Reproduce every entry exactly.

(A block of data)
'''
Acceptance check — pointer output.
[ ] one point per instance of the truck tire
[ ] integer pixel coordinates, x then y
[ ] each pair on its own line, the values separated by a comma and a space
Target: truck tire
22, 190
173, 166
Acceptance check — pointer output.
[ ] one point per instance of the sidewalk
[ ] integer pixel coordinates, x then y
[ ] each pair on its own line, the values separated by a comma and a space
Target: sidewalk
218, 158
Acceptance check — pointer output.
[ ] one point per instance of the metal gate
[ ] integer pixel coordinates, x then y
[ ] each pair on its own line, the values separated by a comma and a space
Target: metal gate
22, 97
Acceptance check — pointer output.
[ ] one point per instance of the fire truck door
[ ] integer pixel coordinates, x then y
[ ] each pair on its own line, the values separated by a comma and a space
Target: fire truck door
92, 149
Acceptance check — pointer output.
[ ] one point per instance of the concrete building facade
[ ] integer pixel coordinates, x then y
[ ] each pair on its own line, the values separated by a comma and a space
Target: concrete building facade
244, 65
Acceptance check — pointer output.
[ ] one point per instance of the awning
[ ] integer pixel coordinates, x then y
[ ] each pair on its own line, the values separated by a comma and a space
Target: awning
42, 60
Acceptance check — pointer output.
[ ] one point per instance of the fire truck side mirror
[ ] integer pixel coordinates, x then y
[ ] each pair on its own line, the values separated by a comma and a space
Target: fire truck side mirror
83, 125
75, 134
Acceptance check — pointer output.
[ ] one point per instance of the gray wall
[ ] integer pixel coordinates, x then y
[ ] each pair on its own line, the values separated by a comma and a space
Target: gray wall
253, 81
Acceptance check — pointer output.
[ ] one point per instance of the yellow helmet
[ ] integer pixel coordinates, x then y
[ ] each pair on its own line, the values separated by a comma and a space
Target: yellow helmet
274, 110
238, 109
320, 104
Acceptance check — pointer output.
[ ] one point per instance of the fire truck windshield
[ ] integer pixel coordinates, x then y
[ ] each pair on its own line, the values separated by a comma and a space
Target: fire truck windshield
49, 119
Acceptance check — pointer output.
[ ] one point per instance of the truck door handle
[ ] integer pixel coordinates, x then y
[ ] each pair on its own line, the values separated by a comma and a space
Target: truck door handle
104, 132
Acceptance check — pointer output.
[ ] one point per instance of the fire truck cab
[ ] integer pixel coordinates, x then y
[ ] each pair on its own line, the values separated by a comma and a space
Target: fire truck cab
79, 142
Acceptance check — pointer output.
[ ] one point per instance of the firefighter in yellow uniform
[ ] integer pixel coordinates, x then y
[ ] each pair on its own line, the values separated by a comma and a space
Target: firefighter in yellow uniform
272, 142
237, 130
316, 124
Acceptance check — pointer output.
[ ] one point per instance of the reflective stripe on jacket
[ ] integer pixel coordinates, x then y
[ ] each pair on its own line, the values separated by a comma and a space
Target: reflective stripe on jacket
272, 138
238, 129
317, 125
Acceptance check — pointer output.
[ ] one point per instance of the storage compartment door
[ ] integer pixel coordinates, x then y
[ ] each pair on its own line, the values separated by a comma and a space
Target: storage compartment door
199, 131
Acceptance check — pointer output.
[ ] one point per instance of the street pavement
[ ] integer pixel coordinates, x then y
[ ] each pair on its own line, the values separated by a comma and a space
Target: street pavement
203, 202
'''
*Exercise response*.
Acceptance check — pointer output.
[ ] one point per instance of the truck tire
[ ] integer pixel coordinates, x then y
[ ] each pair on its own line, the values separated by a comma and a space
Target: truck tire
22, 190
173, 166
Acceptance check — pointer output.
[ ] one point per instance of the sidewalk
[ ] integer pixel coordinates, x then y
[ ] each pair on its own line, the values separated by a comma and a space
Target: sidewalk
218, 158
Acceptance check — pointer output.
[ ] one point per instance of the metal gate
[ ] integer pixel coordinates, x then y
[ ] each pair on its own line, the values separated by a comma and a space
Target: metal gate
22, 97
Acceptance check — pointer output.
[ ] one point per instance of the fire truck door
[ ] integer pixel coordinates, x then y
[ ] each pair on its own line, the values separated by a comma and a space
Target: fire truck door
92, 149
Acceptance check — pointer output.
[ ] one point per instance of the concrete building facade
[ ] integer pixel coordinates, x then y
[ ] each pair on its own line, the values separated by a comma and a space
Target: concrete building facade
244, 65
Acceptance check — pointer output.
[ ] one point per instance of the awning
[ ] integer pixel coordinates, x then y
[ ] each pair on its own line, the values separated by a comma and a space
Target: awning
42, 60
Acceptance check — pointer output.
[ ] one point per instance of the fire truck side mirror
[ ] integer pixel coordinates, x then y
[ ] each pair on its own line, the values separated by a comma and a space
Target: fire truck side mirror
83, 125
75, 134
Acceptance check — pointer output.
[ ] one point per instance of the gray wall
[ ] integer pixel coordinates, x then y
[ ] each pair on its own line, the values separated by a comma and a space
Target: gray wall
253, 81
Acceptance check — pointer output.
[ ] one point per instance of the yellow helmet
[ ] integer pixel coordinates, x then y
[ ] each pair on its own line, the values separated by a comma and a space
Target: yellow helmet
274, 110
238, 109
320, 104
Acceptance check — pointer output.
[ ] one point per instance of the fire truck windshield
[ ] integer pixel coordinates, x then y
[ ] each pair on its own line, the values separated by a comma and a space
Target: fire truck windshield
49, 119
Acceptance check — pointer output.
[ ] one point per instance of the truck door handle
[ ] integer pixel coordinates, x then y
[ ] each pair on its own line, the values separated by a comma and a space
Target: truck door handle
104, 132
Acceptance check — pointer output.
[ ] one point per instance of the fire truck cab
[ ] integer pixel coordinates, x then y
[ ] each pair on its own line, the values separated by a comma and a space
Target: fire truck cab
79, 142
Acceptance check — pointer output.
[ ] one point per instance of the firefighter in yellow uniform
[ ] integer pixel coordinates, x then y
[ ] each pair on its own line, the values separated by a comma and a space
Target: firefighter in yellow uniform
272, 142
237, 130
316, 124
Acceptance check — pointer output.
[ ] one point per instance of the reflective stripe on jacket
[ ] integer pixel coordinates, x then y
[ ] each pair on its own line, the values separated by a comma and a space
Target: reflective stripe on jacket
272, 138
238, 129
317, 125
Acceptance check — pointer output.
[ ] one point per instance of the storage compartment door
[ ] integer pixel coordinates, x then y
[ ] each pair on its own line, the values separated by a comma and a space
Target: storage compartment door
199, 131
Acceptance check — pointer output.
[ ] one point per instance of the street pavement
[ ] integer pixel coordinates, x then y
[ ] each pair on its own line, the values separated by a comma and a space
Target: street pavement
203, 202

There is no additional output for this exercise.